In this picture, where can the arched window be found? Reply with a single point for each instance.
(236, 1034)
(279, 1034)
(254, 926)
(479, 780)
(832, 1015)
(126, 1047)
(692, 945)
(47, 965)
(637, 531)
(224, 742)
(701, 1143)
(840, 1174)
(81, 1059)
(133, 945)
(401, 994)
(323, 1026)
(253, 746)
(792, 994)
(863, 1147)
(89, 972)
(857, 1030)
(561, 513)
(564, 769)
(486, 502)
...
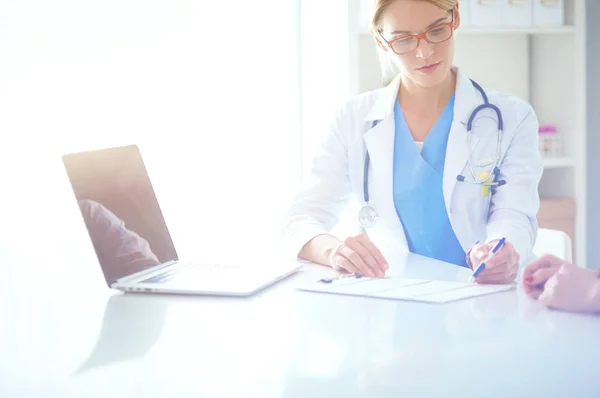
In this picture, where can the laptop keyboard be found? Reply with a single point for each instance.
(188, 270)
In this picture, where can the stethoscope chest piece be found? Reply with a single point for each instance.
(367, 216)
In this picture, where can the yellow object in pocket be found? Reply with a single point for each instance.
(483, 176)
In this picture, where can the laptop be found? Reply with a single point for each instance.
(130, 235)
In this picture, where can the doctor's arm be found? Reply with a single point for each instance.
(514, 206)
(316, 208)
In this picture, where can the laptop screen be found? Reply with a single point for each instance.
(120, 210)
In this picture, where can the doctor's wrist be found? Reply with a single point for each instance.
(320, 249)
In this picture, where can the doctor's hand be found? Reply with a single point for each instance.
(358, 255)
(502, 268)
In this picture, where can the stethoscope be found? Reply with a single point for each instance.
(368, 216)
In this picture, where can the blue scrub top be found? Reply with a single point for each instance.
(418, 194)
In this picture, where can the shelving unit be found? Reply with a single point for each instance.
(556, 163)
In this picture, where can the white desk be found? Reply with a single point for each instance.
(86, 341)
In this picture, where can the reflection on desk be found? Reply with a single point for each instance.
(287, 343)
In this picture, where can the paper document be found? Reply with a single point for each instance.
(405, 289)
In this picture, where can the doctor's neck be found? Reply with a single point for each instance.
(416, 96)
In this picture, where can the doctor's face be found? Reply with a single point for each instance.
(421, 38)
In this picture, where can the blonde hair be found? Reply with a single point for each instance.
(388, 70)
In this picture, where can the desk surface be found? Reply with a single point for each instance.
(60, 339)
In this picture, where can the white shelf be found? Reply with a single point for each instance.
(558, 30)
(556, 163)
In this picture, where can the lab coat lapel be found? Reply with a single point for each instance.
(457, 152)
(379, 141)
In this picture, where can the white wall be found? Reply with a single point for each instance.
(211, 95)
==
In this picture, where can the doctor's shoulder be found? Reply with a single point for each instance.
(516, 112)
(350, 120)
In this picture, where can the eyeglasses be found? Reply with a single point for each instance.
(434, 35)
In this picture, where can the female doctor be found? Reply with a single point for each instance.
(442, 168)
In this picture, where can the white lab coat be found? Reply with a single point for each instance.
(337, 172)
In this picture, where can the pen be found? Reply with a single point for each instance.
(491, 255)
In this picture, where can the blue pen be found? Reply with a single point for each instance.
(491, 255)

What you are asked to do: Please find each line above that contains the word "doctor" and copy those lines out in full, treating case as significant.

Solution:
In this picture, where can the doctor's arm be found? Reply with a single point for each instance.
In this picture, where can the doctor's wrist be found? Reply with a single point for each instance.
In this picture, where can the doctor's hand be found? Reply with a single point for each instance.
In this picture, where can the doctor's neck be found? Reply with a single point for each instance.
In this picture, where can the doctor's face be found? Reply with a single point for each instance.
In this picture, where can the doctor's shoulder be found? Reply with a single point for each instance.
In this picture, where can the female doctor be found? Reply with a single point for each instance.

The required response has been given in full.